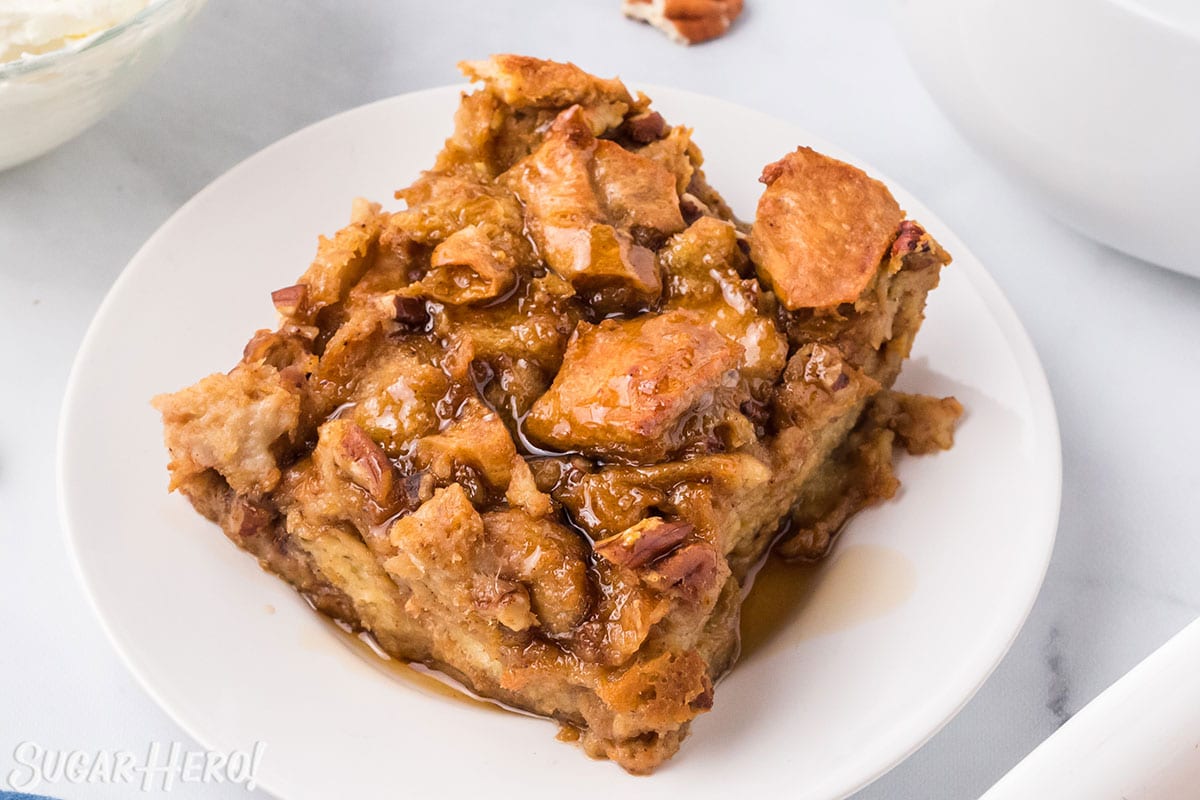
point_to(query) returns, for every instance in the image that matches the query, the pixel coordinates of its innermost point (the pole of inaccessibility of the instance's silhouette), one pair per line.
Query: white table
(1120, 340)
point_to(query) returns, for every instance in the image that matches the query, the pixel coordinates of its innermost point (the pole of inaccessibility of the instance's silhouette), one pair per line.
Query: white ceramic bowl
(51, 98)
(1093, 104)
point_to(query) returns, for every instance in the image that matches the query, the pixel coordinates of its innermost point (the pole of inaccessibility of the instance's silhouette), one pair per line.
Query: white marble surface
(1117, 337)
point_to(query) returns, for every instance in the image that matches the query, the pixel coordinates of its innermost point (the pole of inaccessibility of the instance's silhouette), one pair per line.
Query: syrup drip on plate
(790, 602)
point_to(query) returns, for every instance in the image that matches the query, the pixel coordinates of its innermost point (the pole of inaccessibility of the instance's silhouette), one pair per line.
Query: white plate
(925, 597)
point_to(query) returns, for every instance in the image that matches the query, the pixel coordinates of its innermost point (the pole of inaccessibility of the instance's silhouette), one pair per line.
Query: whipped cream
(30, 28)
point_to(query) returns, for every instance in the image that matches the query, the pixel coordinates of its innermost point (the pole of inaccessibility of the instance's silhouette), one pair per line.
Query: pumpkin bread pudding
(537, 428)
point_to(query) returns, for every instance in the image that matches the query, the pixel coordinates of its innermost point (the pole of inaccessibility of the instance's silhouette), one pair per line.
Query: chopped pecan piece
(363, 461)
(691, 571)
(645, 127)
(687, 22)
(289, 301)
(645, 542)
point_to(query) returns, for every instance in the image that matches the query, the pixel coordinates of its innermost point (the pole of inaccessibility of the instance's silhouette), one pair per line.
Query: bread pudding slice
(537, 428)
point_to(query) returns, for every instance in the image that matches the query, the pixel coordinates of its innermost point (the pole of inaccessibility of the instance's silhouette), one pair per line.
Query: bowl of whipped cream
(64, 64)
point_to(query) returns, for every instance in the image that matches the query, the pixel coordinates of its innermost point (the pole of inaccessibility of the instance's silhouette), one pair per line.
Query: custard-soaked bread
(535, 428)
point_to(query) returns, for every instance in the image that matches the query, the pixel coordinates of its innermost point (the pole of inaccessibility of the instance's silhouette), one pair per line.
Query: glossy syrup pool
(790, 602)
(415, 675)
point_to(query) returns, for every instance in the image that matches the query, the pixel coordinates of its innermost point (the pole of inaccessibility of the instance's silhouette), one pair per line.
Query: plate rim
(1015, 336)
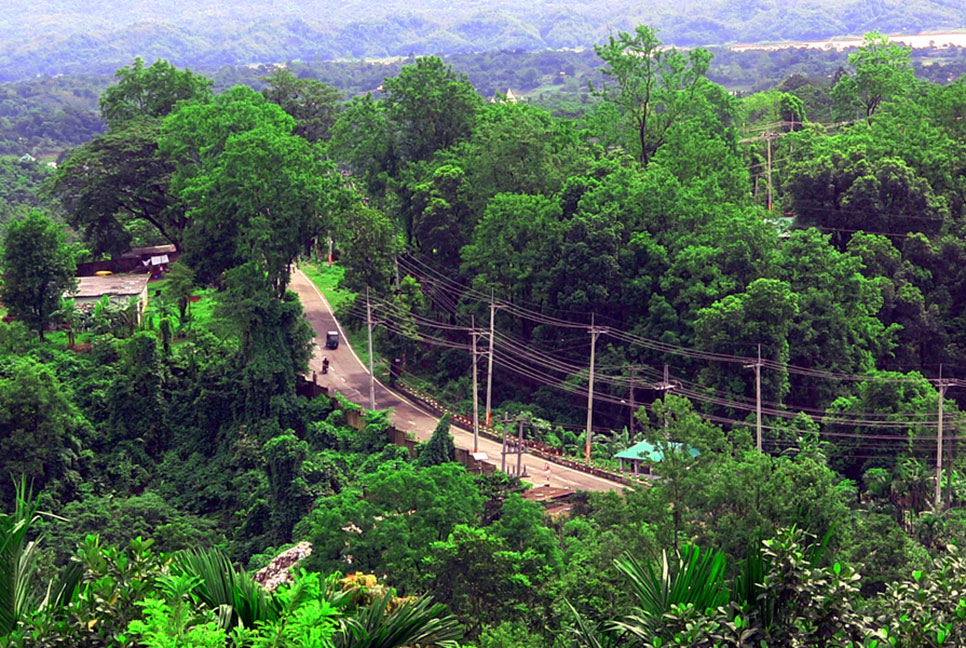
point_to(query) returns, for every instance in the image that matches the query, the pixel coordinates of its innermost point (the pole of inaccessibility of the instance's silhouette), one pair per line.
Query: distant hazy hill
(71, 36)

● What you will do
Which lines in the items above contain the word "bread", counting only matches in the same case? Show each of those lines in full.

● Output for this task
Query: pumpkin bread pudding
Query: bread pudding slice
Query: custard-soaked bread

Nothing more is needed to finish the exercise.